* _Extracted records_:

== Segment start ==

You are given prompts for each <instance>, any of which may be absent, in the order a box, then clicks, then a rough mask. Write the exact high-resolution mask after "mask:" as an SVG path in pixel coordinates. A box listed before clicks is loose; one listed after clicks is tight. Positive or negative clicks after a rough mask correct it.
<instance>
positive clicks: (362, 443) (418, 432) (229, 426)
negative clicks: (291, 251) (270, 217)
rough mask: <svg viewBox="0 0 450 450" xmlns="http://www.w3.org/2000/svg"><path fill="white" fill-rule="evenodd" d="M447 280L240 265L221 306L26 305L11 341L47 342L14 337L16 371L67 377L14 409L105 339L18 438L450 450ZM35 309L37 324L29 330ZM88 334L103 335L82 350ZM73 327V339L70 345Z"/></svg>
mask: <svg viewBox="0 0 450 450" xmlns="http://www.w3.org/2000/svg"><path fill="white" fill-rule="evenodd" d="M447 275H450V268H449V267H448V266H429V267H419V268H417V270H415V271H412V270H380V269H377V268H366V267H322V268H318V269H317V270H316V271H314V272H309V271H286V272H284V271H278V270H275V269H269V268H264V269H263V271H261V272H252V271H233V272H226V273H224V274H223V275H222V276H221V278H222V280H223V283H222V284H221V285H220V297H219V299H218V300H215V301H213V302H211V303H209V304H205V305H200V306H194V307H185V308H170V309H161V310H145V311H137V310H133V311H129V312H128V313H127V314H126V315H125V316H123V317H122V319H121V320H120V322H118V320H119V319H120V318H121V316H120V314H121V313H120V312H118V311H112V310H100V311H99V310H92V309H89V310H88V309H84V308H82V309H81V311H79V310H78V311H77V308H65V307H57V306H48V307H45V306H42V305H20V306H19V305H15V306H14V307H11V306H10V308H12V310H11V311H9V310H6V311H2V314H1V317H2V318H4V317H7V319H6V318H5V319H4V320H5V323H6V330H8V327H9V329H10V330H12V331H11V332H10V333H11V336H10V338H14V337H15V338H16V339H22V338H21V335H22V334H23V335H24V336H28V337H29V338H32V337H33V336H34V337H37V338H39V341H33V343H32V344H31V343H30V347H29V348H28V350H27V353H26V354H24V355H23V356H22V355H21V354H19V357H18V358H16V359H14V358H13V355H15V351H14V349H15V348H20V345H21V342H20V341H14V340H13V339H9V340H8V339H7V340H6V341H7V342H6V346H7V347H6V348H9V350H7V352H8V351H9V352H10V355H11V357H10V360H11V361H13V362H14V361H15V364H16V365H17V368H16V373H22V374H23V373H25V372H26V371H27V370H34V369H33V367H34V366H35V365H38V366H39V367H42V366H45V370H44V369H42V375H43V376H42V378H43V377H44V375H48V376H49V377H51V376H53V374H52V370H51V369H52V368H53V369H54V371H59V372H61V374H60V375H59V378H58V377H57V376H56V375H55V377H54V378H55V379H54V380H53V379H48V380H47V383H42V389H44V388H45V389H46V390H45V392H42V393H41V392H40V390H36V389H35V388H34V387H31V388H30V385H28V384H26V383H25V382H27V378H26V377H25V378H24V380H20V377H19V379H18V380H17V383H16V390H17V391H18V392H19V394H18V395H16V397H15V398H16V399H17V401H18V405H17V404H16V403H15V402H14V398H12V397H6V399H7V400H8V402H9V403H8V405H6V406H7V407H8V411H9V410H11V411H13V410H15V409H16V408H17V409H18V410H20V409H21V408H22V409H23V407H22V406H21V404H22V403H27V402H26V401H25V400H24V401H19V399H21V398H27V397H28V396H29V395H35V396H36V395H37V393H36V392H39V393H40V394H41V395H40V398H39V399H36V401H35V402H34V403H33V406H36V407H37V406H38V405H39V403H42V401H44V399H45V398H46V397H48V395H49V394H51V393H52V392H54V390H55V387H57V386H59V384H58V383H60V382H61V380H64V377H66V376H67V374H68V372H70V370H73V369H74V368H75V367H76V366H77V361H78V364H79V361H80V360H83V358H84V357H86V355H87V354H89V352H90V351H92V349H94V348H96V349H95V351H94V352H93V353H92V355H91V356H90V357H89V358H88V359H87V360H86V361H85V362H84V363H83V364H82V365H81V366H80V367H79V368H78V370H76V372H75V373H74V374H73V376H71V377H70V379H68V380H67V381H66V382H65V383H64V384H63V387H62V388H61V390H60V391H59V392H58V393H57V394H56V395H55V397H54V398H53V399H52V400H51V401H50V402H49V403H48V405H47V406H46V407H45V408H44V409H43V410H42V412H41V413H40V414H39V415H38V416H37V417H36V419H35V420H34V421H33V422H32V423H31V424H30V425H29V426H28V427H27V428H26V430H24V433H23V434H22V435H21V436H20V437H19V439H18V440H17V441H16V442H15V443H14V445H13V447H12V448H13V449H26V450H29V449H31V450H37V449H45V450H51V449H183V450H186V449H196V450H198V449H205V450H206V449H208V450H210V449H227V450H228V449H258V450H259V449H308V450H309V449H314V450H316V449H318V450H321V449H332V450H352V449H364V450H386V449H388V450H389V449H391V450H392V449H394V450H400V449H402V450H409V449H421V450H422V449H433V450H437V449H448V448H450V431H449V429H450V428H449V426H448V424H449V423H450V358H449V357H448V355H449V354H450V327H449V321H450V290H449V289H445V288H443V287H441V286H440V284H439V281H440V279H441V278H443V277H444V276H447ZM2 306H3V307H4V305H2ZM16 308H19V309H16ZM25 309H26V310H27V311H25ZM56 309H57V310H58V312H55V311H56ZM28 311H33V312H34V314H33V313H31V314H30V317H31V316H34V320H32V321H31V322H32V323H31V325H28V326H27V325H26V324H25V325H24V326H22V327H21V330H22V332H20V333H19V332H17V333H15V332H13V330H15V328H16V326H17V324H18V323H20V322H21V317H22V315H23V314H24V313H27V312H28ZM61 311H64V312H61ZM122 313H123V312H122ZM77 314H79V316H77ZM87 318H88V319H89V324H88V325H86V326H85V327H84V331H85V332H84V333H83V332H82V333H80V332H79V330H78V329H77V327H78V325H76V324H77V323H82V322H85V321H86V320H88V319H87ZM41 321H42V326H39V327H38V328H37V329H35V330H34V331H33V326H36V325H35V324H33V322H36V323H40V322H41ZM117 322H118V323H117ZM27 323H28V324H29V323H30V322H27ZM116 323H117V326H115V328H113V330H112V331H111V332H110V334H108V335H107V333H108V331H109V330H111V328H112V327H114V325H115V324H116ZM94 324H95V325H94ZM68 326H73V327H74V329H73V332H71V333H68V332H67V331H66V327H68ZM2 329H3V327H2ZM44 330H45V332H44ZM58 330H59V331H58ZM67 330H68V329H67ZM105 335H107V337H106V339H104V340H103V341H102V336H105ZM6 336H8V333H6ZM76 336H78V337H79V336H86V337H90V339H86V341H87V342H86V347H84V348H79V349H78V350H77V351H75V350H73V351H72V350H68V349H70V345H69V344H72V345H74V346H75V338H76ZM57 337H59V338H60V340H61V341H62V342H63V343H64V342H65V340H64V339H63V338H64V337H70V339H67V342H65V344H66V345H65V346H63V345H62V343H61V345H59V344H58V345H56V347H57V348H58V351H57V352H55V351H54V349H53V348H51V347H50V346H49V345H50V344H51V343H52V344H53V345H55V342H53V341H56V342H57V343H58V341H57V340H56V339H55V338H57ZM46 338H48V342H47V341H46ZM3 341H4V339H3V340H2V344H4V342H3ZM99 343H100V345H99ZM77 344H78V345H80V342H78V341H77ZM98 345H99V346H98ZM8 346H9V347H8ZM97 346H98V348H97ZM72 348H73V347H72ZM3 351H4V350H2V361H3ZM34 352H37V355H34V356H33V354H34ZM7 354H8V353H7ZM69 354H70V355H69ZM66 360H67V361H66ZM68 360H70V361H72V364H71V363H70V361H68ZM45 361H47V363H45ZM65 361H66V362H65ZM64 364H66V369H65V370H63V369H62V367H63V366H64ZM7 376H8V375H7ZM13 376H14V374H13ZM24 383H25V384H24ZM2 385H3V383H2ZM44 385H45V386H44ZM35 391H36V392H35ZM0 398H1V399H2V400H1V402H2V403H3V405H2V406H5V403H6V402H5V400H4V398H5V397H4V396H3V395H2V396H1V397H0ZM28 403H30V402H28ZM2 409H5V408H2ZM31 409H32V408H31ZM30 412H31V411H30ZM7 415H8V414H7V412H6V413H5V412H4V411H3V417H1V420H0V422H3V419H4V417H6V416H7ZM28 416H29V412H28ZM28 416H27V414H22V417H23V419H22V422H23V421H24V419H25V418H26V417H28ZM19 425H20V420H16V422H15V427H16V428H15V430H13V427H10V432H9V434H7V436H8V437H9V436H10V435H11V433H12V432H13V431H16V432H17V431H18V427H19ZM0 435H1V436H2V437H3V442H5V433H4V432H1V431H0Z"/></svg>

== Segment end ==

Beginning at the top of the data, extract each line through the line containing "negative clicks: (291, 251) (270, 217)" and return those lines exactly, with nothing added.

* _Answer space_:
You are given prompts for each <instance>, any of which may be absent, in the order a box, then clicks, then a rough mask. Write the exact high-resolution mask after "mask:" as an SVG path in pixel coordinates. A box listed before clicks is loose; one listed after clicks is tight. Positive or negative clicks after a rough mask correct it.
<instance>
positive clicks: (362, 443) (418, 432) (229, 426)
negative clicks: (291, 251) (270, 217)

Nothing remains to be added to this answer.